_EXCERPT TO READ_
· · ·

Skip to contents

Formats raw weather data into an object suitable for use in the affiliated spore dispersal packages such as ascotraceR and blackspot.sp. This standardised data format ensures that the supplied weather data meet the requirements for functions in the aforementioned packages. Input weather data expects a 'long' data format, where each line is an observation at a point in time.

Usage

format_weather(
  w,
  YYYY = NULL,
  MM = NULL,
  DD = NULL,
  hh = NULL,
  mm = NULL,
  ss = NULL,
  POSIXct_time = NULL,
  time_zone = NULL,
  temp,
  rain,
  rh,
  ws,
  wd,
  wd_sd,
  station,
  lon = NULL,
  lat = NULL,
  lonlat_file = NULL,
  data_check = TRUE
)

Arguments

w

a data.frame object of weather station data for formatting.

YYYY

Column name character or index in w that refers to the year when the weather was logged.

MM

Column name character or index in w that refers to the month (numerical) when the weather was logged.

DD

Column name character or index in w that refers to the day of month when the weather was logged.

hh

Column name character or index in w that refers to the hour (24 hour) when the weather was logged.

mm

Column name character or index in w that refers to the minute when the weather was logged.

ss

Column name character or index in w that refers to the second when the weather was logged.

POSIXct_time

Column name character or index in w which contains a POSIXct formatted time. This can be used instead of arguments YYYY, MM, DD, hh, mm..

· · ·

_DATA LINES_
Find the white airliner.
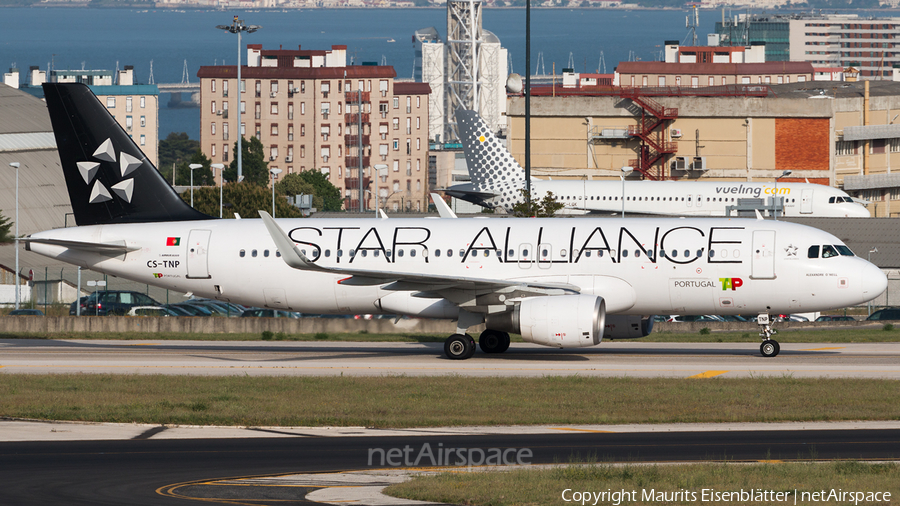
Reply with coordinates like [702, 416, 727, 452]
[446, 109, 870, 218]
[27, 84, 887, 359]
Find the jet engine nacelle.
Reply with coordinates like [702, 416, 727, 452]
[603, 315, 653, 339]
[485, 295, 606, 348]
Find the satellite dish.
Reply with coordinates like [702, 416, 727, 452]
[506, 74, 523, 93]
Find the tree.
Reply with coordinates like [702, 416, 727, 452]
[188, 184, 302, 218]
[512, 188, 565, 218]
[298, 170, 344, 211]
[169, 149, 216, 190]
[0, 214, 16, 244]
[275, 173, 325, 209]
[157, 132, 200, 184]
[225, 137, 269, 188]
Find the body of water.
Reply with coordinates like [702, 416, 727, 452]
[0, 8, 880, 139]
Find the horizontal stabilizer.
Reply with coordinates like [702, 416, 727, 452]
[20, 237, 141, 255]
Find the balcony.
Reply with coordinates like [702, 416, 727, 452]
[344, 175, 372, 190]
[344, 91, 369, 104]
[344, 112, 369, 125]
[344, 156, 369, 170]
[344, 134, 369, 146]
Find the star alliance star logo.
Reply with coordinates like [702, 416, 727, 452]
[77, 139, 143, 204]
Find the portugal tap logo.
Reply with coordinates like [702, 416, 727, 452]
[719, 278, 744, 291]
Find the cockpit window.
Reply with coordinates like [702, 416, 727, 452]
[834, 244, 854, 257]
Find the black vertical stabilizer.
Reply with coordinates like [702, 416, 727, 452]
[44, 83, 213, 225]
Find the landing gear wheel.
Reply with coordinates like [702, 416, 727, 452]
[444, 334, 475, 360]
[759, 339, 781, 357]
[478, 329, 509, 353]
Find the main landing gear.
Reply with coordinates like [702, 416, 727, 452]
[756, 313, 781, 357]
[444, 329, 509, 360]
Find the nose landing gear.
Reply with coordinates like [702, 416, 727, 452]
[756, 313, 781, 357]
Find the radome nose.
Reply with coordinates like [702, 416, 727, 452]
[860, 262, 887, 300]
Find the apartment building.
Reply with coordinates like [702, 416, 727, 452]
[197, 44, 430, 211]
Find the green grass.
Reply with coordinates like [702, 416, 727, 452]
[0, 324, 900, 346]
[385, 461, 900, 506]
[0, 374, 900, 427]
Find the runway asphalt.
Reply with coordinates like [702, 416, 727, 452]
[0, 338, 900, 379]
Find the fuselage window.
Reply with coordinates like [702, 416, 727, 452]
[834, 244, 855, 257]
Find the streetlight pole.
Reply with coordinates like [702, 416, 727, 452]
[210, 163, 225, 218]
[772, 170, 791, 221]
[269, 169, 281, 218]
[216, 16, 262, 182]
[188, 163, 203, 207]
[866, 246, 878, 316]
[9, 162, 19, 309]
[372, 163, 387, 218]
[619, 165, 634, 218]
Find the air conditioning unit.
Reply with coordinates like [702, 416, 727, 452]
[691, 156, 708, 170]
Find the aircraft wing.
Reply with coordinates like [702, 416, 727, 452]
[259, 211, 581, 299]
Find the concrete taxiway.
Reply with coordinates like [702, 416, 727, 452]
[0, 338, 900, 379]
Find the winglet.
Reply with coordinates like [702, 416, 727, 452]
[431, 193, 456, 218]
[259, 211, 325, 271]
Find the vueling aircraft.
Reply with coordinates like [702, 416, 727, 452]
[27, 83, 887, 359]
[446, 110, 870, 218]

· · ·

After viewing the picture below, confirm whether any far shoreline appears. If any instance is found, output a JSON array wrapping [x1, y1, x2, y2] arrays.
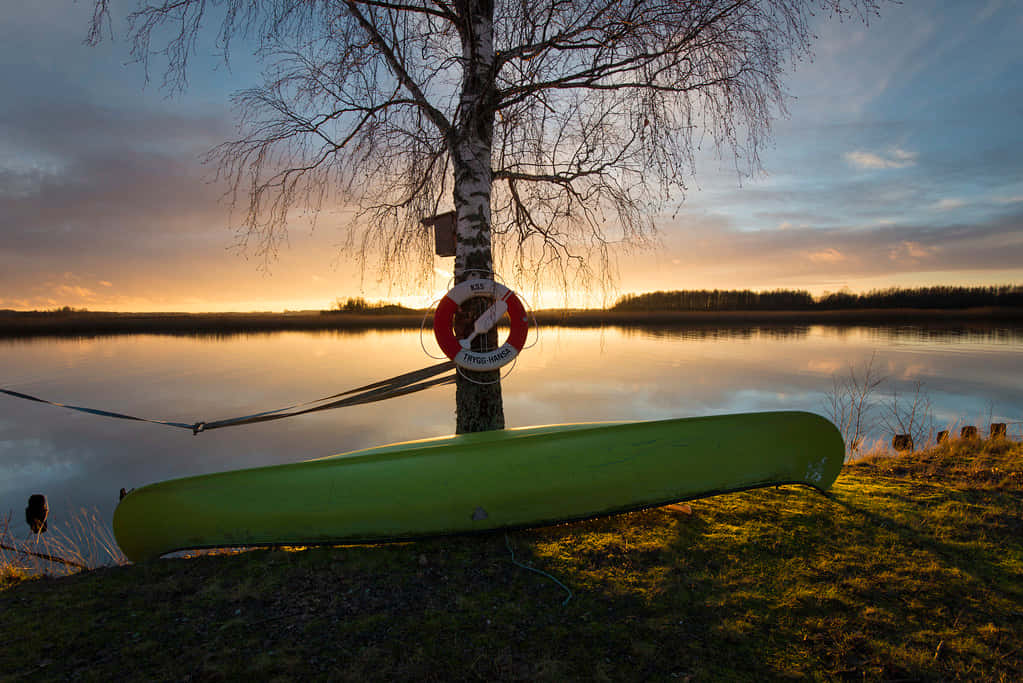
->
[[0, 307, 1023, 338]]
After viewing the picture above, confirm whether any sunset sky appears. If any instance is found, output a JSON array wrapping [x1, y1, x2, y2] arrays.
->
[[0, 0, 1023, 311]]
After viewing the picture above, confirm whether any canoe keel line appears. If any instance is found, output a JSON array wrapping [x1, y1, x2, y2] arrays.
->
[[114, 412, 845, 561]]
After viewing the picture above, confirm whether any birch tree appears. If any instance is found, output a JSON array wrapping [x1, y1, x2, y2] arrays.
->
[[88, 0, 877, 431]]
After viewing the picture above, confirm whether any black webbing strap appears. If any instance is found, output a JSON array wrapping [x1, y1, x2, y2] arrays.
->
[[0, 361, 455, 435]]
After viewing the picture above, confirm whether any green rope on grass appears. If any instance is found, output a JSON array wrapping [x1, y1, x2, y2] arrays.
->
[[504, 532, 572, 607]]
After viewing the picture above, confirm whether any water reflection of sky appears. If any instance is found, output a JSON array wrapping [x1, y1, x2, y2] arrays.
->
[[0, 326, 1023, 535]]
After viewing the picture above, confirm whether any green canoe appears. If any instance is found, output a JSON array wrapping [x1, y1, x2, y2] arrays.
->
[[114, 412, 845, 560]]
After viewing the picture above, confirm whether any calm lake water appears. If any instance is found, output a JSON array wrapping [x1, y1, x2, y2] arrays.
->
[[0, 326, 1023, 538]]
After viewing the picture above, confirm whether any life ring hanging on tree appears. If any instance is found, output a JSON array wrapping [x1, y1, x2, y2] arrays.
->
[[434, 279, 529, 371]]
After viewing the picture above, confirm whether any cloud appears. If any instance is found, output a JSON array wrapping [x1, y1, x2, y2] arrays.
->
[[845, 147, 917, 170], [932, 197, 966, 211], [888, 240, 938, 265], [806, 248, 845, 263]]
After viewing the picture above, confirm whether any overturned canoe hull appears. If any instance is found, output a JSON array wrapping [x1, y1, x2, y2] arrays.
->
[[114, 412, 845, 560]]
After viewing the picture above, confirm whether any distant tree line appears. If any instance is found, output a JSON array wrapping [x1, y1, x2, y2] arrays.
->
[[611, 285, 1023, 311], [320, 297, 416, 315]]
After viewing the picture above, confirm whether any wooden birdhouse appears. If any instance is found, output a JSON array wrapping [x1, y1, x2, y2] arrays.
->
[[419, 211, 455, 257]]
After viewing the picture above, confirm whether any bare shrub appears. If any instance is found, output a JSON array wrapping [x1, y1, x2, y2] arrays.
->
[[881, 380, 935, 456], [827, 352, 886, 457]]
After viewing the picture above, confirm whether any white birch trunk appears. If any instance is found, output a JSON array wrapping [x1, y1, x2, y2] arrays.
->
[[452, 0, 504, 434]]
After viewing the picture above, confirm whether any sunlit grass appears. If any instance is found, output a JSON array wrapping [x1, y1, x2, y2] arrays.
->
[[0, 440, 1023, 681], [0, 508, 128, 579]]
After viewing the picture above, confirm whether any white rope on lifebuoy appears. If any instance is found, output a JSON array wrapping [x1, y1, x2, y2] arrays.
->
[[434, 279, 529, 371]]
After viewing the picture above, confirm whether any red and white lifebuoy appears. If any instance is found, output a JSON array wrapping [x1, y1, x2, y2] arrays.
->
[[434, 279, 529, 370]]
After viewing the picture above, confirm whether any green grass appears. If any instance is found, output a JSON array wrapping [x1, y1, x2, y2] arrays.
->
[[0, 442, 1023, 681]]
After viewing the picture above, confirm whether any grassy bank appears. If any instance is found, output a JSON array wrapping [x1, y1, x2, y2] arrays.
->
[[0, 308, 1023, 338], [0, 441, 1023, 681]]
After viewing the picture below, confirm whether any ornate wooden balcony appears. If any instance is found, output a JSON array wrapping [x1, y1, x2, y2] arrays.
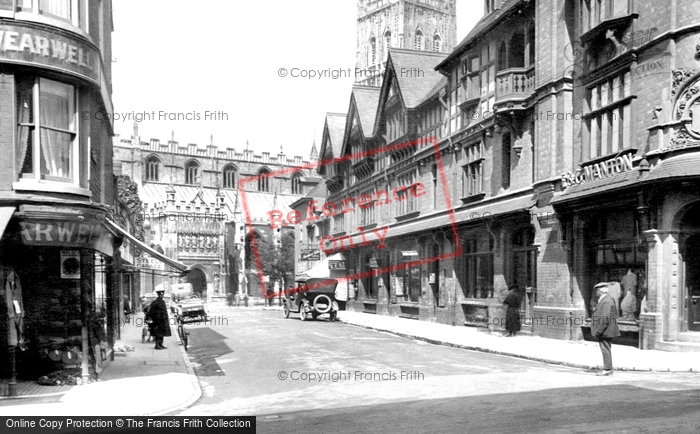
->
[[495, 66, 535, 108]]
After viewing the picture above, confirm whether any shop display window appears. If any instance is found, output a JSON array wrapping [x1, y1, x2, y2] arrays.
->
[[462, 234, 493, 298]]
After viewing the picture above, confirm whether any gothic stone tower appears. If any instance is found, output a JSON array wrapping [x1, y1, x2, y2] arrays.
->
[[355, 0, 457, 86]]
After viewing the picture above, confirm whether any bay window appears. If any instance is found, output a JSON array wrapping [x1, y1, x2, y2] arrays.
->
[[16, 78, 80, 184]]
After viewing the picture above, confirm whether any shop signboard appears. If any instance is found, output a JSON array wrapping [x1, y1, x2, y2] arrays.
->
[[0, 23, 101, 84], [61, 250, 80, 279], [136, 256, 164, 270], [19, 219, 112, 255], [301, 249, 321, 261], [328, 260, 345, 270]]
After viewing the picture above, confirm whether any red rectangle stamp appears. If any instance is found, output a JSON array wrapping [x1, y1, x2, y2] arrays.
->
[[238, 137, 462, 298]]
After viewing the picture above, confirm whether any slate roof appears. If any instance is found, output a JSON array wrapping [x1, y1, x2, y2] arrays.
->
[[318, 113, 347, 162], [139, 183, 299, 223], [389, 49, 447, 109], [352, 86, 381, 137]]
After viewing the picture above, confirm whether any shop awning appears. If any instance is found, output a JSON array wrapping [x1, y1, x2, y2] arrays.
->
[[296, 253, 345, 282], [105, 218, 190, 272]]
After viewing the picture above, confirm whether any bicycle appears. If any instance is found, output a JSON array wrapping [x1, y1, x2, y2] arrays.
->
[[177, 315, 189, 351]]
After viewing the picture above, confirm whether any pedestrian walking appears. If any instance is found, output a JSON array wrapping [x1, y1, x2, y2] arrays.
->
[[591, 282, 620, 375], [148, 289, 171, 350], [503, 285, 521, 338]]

· · ·

_TASKS FOR THIS EXERCISE_
1/ In the entries from the line with "After viewing the picture above, confirm whether any shop awning" to the line with "285, 521, 338]]", switch "bicycle" to "scooter" and keep everything else as it is. Give back only those lines.
2/ Pick up the format_weather documentation where it ends and continue writing it.
The entries are unrelated to the text.

_THE REPLIES_
1/
After viewing the picture above, confirm whether any shop awning appears. If any instance is found, output a JSON array wrapping [x1, y1, x2, y2] arrays.
->
[[296, 253, 345, 282], [105, 218, 190, 272]]
After viewing the picture above, confirm whether any scooter appears. If any instance is found, output a JSON array wrapping [x1, y1, x2, y2] arrays.
->
[[177, 315, 189, 351]]
After viewing the picture above, confirm whether any pedestrian walking appears. If any instance is found, output a JSON array wrapping [x1, y1, x2, y2] arrays.
->
[[591, 282, 620, 375], [148, 289, 171, 350], [503, 285, 521, 338]]

2/
time_zone

Time zone (Olsen time zone format) character where the weather station is located. May be in a column or supplied as a character string. Optional, see also r. See details.

temp

Column name character or index in x that refers to temperature in degrees Celsius.

rain

Column name character or index in w that refers to rainfall in millimetres.

rh

Column name character or index in w that refers to relative humidity as a percentage.

ws

Column name character or index in w that refers to wind speed in km / h.

wd

Column name character or index in w that refers to wind direction in degrees.

wd_sd

Column name character or index in w that refers to wind speed columns standard deviation. This is only applicable if weather data is already summarised to hourly increments. See details.

station

Column name character or index in w that refers to the weather station name or identifier. See details.

lon

Column name character or index in w that refers to weather station's longitude. See details.

lat

Column name character or index in w that refers to weather station's latitude. See details.

lonlat_file

A file path (character) to a CSV which included station name/id and longitude and latitude coordinates if they are not supplied in the data. Optional, see also lon and lat.

data_check

If TRUE, it checks for NA values in all 'rain', 'temp', 'rh', 'wd' and 'ws' data and if any values which are unlikely. Use a character vector of variable names, (wither any of 'rain', 'temp', 'rh', 'wd' or 'ws') to check data from specific variables. If FALSE it ignores all variables and could cause subsequent models using this data to fail.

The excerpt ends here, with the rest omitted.